▶ **WHAT TO WORK ON**
Present every line of the material below as a numbered list, and leave out any blank lines.

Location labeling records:
↓
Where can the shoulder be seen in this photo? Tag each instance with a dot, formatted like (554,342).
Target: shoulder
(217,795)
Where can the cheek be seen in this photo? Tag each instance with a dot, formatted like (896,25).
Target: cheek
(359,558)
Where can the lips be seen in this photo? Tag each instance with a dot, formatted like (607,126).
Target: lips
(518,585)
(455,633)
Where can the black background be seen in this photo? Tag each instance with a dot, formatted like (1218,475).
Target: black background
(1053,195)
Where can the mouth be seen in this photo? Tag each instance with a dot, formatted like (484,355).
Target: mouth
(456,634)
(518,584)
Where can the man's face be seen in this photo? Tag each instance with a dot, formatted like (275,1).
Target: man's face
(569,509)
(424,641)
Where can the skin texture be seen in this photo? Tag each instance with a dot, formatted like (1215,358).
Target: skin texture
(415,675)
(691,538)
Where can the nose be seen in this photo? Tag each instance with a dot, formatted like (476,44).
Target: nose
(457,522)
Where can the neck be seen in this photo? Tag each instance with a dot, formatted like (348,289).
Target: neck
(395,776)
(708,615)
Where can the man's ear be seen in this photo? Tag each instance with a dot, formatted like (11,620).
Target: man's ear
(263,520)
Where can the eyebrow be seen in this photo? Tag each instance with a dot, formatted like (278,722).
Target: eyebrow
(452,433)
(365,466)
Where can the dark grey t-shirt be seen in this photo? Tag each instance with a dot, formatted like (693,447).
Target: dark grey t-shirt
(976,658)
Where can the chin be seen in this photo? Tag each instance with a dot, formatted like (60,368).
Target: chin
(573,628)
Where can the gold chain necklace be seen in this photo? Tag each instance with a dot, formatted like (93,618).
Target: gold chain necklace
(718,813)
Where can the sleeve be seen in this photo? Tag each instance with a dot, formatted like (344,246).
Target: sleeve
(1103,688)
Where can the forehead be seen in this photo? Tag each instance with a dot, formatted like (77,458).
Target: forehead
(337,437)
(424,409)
↑
▶ **ANSWER BELOW**
1. Where can the shoulder be seen in this photo? Tag each instance with a dot, formatted like (554,342).
2. Target: shoulder
3. (217,795)
4. Where can the cheek be seen in this photo? Tag each instance with a dot, formatted like (896,25).
5. Target: cheek
6. (359,558)
7. Where can the lips be seen in this photo? Tag each instance with a dot, formatted like (607,126).
8. Target: lips
9. (518,585)
10. (455,633)
11. Where can the black background be seen in this photo? Tag each instance with a dot, formatted like (1218,475).
12. Target: black background
13. (1053,195)
14. Where can the mouth be seen in this photo? Tag each instance with a dot, formatted like (484,355).
15. Target: mouth
16. (456,634)
17. (518,584)
18. Where can the man's face be seen in this photo? Tag each instance with a dot, formatted like (275,1).
19. Target: man's face
20. (569,509)
21. (424,641)
22. Where can the skin texture be seen in this photo? Tag each instance with a dot, formatted like (1215,358).
23. Target: skin texture
24. (415,675)
25. (691,538)
26. Where can the nose be seen in this photo? Tag each instance with a dot, formatted like (476,44).
27. Target: nose
28. (457,522)
29. Where can the neck be seen in this photo? Tag each instance with a dot, formatted like (348,289).
30. Target: neck
31. (395,776)
32. (708,615)
33. Where can the man's ear be seen in this photo? Tag each instance with a dot, formatted like (11,620).
34. Target: man's ear
35. (263,520)
36. Where can the eyebrow be seen in this photo? Tag each instance with a dot, formatted like (278,722).
37. Target: eyebrow
38. (452,433)
39. (365,466)
40. Where can the dark grey t-shirt be seen in this photo? Tag each instance with a dot, formatted like (693,447).
41. Target: dark grey t-shirt
42. (976,658)
43. Where can the chin be seen in this photo? Tag each instance with a dot, formatted like (60,368).
44. Target: chin
45. (573,628)
46. Where can the gold chain necklace be seen in this photo? Tag each instance with a dot, formatted like (93,618).
47. Target: gold chain necklace
48. (718,813)
49. Where can the sleeve be seen in this photo? Tag each instance with a dot, formatted like (344,246).
50. Target: sleeve
51. (1103,688)
52. Where can the forehead be seen in this photo? Tag each instance with a dot, formatted like (77,458).
53. Target: forehead
54. (337,437)
55. (424,409)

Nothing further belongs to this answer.